▶ _PROVIDED ENTRIES_
--------------------------------------------------

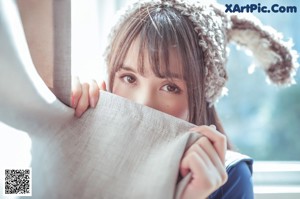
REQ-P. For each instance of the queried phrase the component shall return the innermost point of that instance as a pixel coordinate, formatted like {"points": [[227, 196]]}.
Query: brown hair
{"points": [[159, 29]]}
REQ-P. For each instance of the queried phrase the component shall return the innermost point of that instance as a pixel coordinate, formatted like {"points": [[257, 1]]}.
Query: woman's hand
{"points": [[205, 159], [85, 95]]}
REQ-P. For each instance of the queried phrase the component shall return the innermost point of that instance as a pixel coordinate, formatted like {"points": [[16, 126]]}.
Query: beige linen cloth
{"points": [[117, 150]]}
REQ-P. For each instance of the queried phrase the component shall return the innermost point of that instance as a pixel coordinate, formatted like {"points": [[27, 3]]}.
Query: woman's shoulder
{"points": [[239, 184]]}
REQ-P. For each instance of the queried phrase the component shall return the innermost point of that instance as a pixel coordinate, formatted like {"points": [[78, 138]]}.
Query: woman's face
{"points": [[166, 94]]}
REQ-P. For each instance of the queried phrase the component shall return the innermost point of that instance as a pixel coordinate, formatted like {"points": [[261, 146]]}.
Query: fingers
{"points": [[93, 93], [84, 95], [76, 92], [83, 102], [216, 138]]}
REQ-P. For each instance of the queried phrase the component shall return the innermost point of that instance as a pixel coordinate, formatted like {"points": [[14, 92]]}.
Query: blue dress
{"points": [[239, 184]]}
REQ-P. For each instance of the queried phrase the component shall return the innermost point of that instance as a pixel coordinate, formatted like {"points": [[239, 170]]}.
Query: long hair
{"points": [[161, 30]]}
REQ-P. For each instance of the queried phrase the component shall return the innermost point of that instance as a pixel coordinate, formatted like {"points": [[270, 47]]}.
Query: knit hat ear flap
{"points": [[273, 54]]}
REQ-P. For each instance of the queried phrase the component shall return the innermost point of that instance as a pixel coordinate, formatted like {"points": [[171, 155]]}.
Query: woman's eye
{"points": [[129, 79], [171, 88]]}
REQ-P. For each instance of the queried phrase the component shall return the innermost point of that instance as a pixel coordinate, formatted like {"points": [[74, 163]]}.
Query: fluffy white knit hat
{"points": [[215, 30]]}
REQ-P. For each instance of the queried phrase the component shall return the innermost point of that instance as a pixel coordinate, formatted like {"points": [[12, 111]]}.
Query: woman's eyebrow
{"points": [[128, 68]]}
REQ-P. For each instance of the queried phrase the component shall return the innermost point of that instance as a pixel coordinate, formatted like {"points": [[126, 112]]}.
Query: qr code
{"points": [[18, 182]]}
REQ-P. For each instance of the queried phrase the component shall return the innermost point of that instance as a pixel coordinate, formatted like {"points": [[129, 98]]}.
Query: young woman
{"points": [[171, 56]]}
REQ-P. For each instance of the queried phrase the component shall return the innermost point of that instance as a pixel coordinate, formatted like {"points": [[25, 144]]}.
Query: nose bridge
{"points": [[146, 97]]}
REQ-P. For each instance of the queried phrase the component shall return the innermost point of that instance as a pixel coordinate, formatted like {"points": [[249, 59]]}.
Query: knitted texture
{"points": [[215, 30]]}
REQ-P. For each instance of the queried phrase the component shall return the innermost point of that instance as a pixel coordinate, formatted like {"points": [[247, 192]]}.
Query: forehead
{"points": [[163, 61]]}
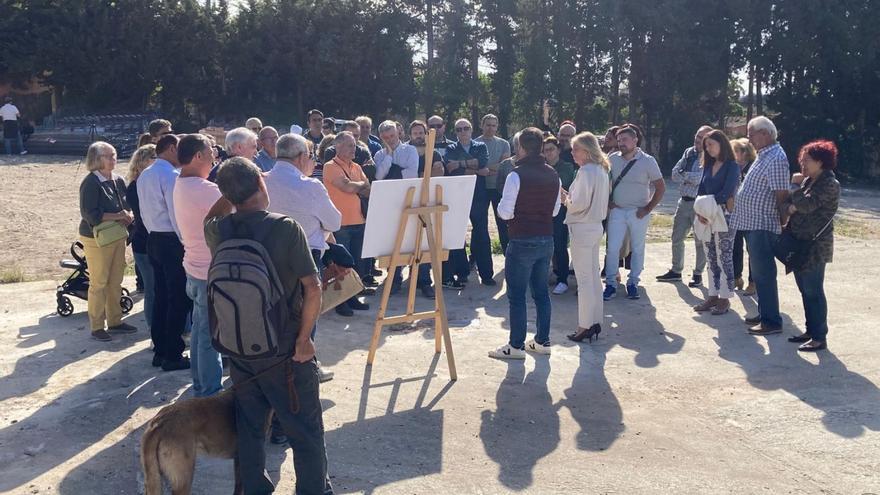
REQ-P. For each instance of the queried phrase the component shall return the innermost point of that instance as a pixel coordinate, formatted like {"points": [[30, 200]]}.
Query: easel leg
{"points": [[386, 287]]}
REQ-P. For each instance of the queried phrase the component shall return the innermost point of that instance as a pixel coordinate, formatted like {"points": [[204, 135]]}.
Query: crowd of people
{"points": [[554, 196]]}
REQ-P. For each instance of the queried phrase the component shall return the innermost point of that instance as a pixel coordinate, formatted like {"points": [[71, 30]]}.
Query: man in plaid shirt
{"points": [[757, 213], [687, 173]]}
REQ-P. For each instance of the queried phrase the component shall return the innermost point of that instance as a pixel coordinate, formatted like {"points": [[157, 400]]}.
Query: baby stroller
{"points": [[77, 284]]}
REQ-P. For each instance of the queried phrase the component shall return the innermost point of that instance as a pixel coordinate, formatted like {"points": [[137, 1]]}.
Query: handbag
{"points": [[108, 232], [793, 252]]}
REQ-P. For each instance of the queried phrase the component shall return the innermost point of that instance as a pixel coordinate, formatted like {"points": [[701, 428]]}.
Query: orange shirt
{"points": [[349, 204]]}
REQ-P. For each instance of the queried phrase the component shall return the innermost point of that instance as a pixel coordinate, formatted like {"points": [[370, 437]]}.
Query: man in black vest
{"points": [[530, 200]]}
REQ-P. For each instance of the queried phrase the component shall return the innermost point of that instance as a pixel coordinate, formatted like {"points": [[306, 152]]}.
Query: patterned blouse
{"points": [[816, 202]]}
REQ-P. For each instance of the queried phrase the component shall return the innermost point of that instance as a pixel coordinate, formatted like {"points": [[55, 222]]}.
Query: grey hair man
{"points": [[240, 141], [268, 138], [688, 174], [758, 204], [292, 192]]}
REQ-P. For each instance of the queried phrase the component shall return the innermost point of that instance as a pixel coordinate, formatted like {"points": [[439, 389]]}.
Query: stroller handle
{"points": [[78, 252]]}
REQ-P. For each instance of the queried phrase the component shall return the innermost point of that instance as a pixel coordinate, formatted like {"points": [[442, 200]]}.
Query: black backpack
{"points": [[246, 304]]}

--------------------------------------------------

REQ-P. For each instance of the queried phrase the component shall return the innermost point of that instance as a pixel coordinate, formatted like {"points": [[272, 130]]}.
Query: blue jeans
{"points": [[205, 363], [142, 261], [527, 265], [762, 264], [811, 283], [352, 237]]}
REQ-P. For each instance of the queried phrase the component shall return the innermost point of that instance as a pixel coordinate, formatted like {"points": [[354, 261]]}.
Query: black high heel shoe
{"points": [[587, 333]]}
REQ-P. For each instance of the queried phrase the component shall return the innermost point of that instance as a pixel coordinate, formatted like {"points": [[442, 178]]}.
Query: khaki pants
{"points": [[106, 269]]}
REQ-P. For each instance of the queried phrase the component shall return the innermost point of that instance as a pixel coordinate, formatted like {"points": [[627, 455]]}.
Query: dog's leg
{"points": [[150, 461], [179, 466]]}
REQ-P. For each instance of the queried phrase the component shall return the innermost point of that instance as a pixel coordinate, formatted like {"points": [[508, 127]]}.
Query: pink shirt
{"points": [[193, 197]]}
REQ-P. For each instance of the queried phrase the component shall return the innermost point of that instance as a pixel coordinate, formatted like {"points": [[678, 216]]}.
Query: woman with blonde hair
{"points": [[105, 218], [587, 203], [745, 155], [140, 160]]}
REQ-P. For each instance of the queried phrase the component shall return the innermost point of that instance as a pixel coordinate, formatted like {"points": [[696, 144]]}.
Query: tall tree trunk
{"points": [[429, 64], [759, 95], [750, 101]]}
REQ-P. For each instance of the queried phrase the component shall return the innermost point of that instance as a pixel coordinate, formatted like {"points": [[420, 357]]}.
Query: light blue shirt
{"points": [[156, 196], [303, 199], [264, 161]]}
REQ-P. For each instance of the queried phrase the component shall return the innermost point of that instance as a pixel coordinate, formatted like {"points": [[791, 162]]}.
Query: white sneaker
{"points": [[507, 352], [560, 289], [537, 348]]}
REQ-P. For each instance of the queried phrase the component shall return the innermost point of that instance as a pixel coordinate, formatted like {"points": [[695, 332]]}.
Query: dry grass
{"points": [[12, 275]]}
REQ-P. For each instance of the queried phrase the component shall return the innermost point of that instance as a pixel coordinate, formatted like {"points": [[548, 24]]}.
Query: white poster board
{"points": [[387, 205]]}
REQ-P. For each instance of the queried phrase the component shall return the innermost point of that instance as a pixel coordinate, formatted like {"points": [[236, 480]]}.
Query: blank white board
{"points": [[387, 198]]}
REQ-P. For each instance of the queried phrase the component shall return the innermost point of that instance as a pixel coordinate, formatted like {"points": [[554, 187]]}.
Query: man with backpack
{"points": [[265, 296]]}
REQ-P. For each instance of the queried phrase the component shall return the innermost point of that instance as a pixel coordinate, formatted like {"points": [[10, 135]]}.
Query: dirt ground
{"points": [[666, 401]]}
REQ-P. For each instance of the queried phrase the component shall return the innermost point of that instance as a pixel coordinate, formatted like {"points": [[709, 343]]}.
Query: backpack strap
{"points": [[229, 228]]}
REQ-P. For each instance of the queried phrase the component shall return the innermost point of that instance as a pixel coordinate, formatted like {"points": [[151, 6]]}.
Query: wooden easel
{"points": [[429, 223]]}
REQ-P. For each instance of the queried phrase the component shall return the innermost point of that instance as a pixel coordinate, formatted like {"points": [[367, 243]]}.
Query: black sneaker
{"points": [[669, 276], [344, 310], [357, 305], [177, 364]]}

--------------------------------------------------

▶ _OBJECTIVE_
Count the rows above that contain the string "blue", matching uppercase and lowercase exactly, and reply with only that number.

▶ _TASK OUTPUT_
3